▶ [DOCUMENT TEXT]:
-- -- --

Administrators, “Paul, I don’t care about your first amendment rights!  Stop using the internet to share your political beliefs.  Your religious beliefs!  You are an embarrassment to your principal, your school, the district and yes, to you!  I am saving you from – YOU!”  “Paul, saying to students ‘I love ya’ is weird.  Stop that.”

I was “unteachable.”

And then, I read this chapter in THE 21 INDISPENSABLE QUALITIES OF A LEADER and went, ‘wait a minute.  Am I unteachable or am I being taught something I do not believe in?  I mean – really.  COME ON!’

From the book:

Leaders face the danger of contentment with the STATUS QUO.  After all, if a leader already possesses influence and has achieved a level of respect, why should the leader keep growing?  The answer is simple:

    • Your growth determines who you are.
    • Who you are determines who you attract.
    • Who you attract determines the success of your organization.

If you want to grow your organization, YOU must remain teachable.

Allow me (John C. Maxwell) to give you five guidelines to help you cultivate and maintain a teachable attitude (which I will share later).

-- -- --

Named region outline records
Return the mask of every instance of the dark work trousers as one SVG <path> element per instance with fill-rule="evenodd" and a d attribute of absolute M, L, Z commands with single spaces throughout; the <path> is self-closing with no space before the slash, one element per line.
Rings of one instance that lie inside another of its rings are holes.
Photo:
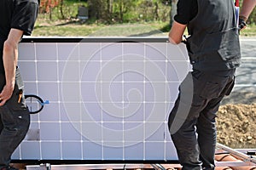
<path fill-rule="evenodd" d="M 233 88 L 235 71 L 193 71 L 179 86 L 168 126 L 183 170 L 214 169 L 216 113 Z"/>
<path fill-rule="evenodd" d="M 1 73 L 0 81 L 2 91 L 5 78 Z M 29 128 L 30 115 L 25 105 L 23 88 L 23 82 L 17 68 L 12 97 L 3 106 L 0 106 L 0 169 L 9 166 L 13 152 L 25 138 Z"/>

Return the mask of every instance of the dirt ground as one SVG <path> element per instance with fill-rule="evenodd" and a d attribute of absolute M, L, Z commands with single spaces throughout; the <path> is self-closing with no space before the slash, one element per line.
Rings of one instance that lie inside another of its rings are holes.
<path fill-rule="evenodd" d="M 236 97 L 235 97 L 236 96 Z M 238 99 L 242 104 L 234 102 Z M 217 117 L 217 140 L 231 148 L 256 148 L 256 100 L 252 93 L 234 93 L 220 106 Z"/>

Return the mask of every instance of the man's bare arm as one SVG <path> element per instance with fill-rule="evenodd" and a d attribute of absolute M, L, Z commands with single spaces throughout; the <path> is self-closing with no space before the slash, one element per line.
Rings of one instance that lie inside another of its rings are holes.
<path fill-rule="evenodd" d="M 0 94 L 0 106 L 10 99 L 15 84 L 15 70 L 18 60 L 18 44 L 23 31 L 11 29 L 8 39 L 4 42 L 3 60 L 5 71 L 6 84 Z"/>

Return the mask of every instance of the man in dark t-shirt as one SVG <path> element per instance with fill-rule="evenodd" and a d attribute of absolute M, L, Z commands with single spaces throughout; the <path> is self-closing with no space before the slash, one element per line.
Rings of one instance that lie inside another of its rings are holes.
<path fill-rule="evenodd" d="M 186 43 L 193 67 L 179 86 L 168 119 L 183 170 L 215 169 L 216 113 L 234 86 L 241 58 L 238 31 L 256 1 L 243 2 L 238 26 L 234 0 L 177 2 L 169 40 Z M 189 37 L 183 40 L 186 28 Z"/>
<path fill-rule="evenodd" d="M 9 167 L 11 156 L 30 124 L 17 66 L 18 43 L 32 34 L 38 9 L 38 0 L 0 1 L 0 170 L 15 169 Z"/>

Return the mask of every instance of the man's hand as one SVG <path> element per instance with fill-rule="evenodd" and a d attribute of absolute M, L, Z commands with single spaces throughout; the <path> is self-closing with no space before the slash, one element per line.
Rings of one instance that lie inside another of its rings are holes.
<path fill-rule="evenodd" d="M 7 86 L 5 85 L 3 91 L 0 94 L 0 106 L 3 106 L 7 100 L 9 100 L 14 92 L 15 85 Z"/>
<path fill-rule="evenodd" d="M 247 20 L 246 17 L 239 16 L 238 27 L 240 30 L 243 30 L 247 27 L 246 20 Z"/>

-- -- --

▶ [PROBLEM SET]:
1. Translate the sentence "If you want to grow your organization, YOU must remain teachable." from the passage on teachability into Spanish.
2. Carry the passage on teachability further, starting after its last sentence.

▶ [ANSWER LIST]:
1. Si quieres hacer crecer tu organización, TÚ debes mantenerte dispuesto a aprender.

2.
WOAH!  What I took away from this “Fleshing It Out” is:

Education (mainly “Government Education”) is more about changing behavior and less about academics.  What I was doing was not matching the behavior.  I was not learning how to be “progressive.”  How to align with the current behavior (restorative justice / keep secrets from parents / etc.) of “Government Education.”  And, since I was not “learning” how to accept – as are beautiful and gorgeous, ‘love’ is a sexualized term; since I was not “learning” how to accept saying, “God” in the classroom is unprofessional conduct; since I was not “learning” saying the students’ performance is “awful” – I am unteachable and when one is unteachable, that one needs to be dismissed / gone / fired / forced to resign.

I made a decision to stand by my passion, principles, purpose and at the same strange way, respect the current direction of the nation’s (or maybe California) new accepted behavior and walk away.  I was being taught something different.  I was being taught – it is alright for you (meaning me) to be taught something else.  Find what you want to be taught.

What I want to be taught is how to teach music better, not how to behave like you / how to believe like you.  What I want to be taught is how to be a better leader, not how to behave like you / pray like you / believe like you / lead like you!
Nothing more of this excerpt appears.